Passage given:
BREATHLESS, MY FRIEND shared her shock news on the phone. "You're never going to believe this, but someone stole MY HOUSE." I thought for a few seconds before deciding she was right: I didn't believe it. "You're probably in the wrong street," I said. "Try the next one." Why did I hesitate? Because you wouldn't believe the size of things people steal these days.
Consider this. Your humble narrator wrote a newspaper item about a Norwegian woman who shoplifted a 42-inch TV by slipping it up her skirt and walking out of the shop with it clamped between her thighs. The feat was so impressive the shop should let her keep it, I wrote.
A reader one-upped me with a report of a church which was stolen in central Russia. Imagine the conversation the thief had with the local receiver of stolen property. FENCE: "What you got for me today, Vlad?" VLAD: "A purse, two credit cards and a small orthodox cathedral."
The ante was upped further by a reader from China who told me about the theft of the Fengxian Bridge, a stone structure in Shanghai. Police eventually found people selling big old rocks at some sort of nearby Big Old Rock Store, and confiscated the bridge. Not sure where they kept it. "We have recovered a large item, sergeant. Clear your desk drawers."
Any higher bids? Yes. A journalist offered the tale of Somali pirates hijacking a 300,000-tonne ship, bigger than a church or a bridge. It made me wonder what the people who pilot ships are thinking: "Hmm, let's take this valuable ship with its priceless cargo along the scenic Somali coast; what could possibly go wrong?"

Required actions:
1 > In the passage about stolen things, reproduce the part from "BREATHLESS, MY FRIEND" to "it, I wrote.", replacing "skirt" with "coat".
2 > According to the passage about stolen things, how large was the ship hijacked by Somali pirates?
3 > Translate this sentence from the passage about stolen things into Spanish: "A reader one-upped me with a report of a church which was stolen in central Russia."

Pointing dataset records:
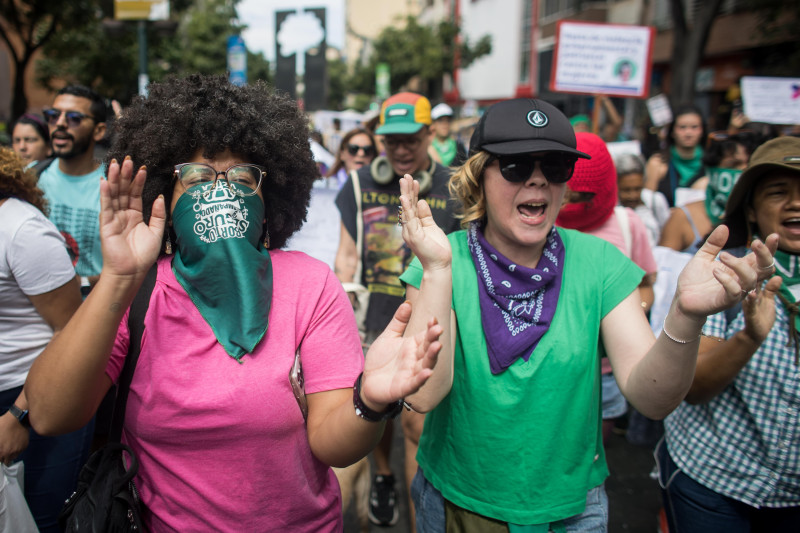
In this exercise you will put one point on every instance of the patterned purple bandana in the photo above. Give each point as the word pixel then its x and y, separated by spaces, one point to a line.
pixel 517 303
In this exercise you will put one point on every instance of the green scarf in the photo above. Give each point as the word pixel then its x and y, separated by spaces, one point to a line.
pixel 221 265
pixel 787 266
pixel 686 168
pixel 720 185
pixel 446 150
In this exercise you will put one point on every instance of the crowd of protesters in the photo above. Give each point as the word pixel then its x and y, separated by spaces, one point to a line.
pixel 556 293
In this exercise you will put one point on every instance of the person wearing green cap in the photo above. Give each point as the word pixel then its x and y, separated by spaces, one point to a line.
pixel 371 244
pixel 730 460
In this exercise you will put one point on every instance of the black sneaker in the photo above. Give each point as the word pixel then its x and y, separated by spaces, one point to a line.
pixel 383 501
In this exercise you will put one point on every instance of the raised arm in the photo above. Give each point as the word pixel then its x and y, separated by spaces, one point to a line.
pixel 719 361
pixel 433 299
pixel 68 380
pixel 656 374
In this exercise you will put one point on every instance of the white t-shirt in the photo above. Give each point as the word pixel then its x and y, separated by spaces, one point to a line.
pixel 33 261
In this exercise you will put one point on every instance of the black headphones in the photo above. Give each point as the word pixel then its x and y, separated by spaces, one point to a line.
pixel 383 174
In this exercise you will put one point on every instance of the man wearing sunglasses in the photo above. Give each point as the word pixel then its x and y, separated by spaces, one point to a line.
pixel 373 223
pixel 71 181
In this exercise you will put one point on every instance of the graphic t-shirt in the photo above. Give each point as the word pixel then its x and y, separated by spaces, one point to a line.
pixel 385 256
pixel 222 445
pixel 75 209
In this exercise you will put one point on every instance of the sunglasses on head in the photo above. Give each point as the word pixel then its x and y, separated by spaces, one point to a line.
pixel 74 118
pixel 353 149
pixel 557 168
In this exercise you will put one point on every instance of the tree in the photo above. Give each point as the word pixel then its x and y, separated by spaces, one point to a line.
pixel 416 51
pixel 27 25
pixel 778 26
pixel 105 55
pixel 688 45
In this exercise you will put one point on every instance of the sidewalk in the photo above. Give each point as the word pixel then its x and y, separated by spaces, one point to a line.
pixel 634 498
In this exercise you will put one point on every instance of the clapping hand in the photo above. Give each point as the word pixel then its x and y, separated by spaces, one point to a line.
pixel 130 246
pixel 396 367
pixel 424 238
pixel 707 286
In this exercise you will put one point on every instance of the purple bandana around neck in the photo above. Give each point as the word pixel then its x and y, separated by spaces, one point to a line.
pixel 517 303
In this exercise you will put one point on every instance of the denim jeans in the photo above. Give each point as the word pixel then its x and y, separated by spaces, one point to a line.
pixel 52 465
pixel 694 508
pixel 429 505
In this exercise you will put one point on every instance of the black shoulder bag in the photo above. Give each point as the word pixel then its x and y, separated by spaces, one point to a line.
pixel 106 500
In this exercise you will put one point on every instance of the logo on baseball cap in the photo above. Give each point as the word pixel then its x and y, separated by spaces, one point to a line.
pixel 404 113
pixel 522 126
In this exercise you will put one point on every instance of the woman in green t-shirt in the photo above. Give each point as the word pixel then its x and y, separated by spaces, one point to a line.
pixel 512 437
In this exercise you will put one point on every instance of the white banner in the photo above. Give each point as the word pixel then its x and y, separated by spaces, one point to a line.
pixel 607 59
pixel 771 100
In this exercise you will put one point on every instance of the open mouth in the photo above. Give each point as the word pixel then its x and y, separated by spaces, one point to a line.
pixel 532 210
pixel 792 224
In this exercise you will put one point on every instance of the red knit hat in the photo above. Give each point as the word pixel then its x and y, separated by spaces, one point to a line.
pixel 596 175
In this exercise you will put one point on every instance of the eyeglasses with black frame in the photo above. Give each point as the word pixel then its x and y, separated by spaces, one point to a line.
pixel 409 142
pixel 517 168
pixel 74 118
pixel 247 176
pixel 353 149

* * *

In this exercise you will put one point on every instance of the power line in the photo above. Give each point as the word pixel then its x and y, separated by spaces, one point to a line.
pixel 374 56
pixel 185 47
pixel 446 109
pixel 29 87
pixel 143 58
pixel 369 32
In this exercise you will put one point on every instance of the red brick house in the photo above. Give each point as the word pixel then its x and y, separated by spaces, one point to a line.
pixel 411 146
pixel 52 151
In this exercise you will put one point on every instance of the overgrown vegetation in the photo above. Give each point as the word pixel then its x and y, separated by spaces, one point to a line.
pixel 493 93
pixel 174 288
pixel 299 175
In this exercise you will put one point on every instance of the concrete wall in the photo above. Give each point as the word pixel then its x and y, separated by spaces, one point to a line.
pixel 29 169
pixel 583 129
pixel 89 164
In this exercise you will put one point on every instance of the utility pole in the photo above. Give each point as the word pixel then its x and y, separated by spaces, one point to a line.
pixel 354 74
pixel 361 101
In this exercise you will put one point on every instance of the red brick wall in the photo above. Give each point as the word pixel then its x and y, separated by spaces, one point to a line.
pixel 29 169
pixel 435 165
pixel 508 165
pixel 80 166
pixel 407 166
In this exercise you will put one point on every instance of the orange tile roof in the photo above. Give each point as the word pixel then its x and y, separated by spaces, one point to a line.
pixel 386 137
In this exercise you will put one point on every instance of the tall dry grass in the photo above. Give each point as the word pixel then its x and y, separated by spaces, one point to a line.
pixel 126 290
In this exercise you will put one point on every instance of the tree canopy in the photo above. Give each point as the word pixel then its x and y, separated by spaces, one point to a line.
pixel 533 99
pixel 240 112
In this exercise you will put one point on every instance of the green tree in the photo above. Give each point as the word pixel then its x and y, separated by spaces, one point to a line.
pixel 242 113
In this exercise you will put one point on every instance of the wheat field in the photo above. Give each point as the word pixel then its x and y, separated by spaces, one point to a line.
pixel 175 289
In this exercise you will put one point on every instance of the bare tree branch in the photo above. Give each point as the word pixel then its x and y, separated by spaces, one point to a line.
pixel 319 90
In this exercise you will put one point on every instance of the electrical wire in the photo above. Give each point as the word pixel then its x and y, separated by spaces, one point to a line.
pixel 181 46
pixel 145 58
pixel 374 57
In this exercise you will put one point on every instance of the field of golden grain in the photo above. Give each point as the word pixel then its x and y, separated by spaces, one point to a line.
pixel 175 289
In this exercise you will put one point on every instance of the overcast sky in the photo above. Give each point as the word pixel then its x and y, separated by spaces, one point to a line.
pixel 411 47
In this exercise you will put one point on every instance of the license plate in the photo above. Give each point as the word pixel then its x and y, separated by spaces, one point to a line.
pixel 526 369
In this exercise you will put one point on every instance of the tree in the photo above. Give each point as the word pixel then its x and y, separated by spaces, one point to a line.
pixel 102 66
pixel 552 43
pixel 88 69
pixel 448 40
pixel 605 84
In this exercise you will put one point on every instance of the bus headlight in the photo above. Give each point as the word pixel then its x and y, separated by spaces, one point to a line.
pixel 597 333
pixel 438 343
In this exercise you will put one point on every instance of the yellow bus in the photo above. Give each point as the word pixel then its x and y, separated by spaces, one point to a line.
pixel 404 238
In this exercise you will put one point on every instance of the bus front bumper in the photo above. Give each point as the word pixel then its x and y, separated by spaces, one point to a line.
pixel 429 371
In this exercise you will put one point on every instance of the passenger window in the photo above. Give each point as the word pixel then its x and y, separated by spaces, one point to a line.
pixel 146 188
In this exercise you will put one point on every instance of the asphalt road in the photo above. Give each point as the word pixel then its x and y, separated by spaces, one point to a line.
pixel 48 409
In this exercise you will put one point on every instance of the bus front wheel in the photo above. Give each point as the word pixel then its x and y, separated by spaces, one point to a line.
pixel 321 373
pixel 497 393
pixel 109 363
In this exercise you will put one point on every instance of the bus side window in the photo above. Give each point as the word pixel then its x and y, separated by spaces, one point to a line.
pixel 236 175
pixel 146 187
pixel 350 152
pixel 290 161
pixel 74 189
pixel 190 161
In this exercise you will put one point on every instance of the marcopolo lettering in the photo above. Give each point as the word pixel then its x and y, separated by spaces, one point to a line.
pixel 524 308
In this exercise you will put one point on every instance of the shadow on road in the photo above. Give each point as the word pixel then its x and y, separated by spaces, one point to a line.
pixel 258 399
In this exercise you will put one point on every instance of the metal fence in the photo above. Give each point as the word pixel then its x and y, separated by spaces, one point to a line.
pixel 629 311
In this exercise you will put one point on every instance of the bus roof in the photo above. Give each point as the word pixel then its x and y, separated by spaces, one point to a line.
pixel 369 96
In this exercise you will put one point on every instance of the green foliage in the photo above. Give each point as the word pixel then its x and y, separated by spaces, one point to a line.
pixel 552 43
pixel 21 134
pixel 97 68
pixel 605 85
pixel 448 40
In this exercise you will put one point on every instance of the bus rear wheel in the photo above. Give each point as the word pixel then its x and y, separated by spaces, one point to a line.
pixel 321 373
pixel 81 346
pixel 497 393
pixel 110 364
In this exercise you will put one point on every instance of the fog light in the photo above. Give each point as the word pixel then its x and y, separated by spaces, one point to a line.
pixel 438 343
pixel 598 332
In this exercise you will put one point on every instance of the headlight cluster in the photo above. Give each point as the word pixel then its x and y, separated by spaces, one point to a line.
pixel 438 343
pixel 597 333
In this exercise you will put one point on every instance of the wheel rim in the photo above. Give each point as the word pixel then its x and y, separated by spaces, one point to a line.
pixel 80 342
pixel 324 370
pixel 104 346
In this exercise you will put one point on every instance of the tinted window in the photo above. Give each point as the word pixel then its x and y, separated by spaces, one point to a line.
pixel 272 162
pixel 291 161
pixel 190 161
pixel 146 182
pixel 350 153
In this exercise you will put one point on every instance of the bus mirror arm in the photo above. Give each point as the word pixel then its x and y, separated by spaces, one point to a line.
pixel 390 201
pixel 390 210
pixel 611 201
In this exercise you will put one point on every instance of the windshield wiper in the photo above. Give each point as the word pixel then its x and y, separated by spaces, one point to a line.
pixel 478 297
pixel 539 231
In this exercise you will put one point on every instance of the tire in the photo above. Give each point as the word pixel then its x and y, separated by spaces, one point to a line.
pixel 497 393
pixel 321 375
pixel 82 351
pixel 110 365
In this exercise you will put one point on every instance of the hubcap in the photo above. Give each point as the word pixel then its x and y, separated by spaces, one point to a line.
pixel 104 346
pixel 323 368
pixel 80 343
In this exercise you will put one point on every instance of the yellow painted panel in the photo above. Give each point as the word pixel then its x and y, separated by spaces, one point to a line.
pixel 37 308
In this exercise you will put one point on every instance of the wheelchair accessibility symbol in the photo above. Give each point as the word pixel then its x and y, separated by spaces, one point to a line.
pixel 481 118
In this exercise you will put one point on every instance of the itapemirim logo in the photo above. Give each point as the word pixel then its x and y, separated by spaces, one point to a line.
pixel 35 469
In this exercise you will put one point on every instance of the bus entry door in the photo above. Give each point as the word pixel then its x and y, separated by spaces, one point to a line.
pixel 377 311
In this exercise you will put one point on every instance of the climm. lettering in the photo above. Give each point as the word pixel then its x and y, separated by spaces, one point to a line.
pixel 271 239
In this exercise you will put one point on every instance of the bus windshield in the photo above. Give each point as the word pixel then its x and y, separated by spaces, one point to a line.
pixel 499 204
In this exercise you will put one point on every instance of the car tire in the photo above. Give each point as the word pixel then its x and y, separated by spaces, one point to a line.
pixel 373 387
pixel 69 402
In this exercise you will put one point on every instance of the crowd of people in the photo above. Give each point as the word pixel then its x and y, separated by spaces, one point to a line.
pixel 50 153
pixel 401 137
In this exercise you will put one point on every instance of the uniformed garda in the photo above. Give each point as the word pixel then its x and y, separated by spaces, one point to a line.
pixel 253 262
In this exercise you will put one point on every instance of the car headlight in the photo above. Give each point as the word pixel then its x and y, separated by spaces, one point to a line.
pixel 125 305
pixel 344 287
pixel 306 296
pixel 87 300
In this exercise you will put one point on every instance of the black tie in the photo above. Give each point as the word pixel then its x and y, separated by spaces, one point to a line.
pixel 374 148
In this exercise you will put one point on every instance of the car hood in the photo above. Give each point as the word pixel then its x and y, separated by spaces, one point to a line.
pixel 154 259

...

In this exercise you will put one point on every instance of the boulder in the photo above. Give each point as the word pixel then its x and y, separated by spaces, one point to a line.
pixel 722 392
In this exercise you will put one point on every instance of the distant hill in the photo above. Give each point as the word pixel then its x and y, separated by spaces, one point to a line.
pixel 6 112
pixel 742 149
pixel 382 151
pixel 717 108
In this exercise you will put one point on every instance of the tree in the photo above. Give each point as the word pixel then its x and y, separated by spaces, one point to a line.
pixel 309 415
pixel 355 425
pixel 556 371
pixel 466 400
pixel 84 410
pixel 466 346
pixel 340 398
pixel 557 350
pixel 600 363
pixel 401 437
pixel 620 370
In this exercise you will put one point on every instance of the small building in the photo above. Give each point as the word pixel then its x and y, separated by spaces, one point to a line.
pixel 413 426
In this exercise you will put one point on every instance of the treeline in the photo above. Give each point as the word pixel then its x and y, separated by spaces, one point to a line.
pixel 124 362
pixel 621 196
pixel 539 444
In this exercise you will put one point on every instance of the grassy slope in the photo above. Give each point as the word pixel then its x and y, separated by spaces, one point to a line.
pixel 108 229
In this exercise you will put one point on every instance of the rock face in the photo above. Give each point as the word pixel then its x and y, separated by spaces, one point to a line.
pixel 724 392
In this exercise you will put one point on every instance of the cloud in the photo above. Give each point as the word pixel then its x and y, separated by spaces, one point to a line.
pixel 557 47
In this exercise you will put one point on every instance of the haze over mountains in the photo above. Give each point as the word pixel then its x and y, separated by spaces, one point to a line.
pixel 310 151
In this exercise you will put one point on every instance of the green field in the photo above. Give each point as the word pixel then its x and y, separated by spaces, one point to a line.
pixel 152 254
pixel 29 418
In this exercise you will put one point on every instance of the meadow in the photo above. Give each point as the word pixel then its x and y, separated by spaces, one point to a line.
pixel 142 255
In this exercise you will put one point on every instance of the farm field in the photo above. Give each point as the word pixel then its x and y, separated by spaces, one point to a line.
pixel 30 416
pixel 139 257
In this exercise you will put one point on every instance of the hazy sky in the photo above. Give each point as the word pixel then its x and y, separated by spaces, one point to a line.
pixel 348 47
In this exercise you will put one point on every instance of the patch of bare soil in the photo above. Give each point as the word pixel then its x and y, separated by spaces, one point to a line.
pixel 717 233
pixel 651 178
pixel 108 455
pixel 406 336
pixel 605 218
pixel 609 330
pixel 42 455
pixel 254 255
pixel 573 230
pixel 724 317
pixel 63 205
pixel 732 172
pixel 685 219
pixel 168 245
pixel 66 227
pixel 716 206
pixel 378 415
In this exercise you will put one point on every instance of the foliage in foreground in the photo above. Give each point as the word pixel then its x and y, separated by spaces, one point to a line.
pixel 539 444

Solutions per task:
1 >
BREATHLESS, MY FRIEND shared her shock news on the phone. "You're never going to believe this, but someone stole MY HOUSE." I thought for a few seconds before deciding she was right: I didn't believe it. "You're probably in the wrong street," I said. "Try the next one." Why did I hesitate? Because you wouldn't believe the size of things people steal these days.
Consider this. Your humble narrator wrote a newspaper item about a Norwegian woman who shoplifted a 42-inch TV by slipping it up her coat and walking out of the shop with it clamped between her thighs. The feat was so impressive the shop should let her keep it, I wrote.

2 > It was a 300,000-tonne ship.

3 > Un lector me superó con la noticia de una iglesia que fue robada en el centro de Rusia.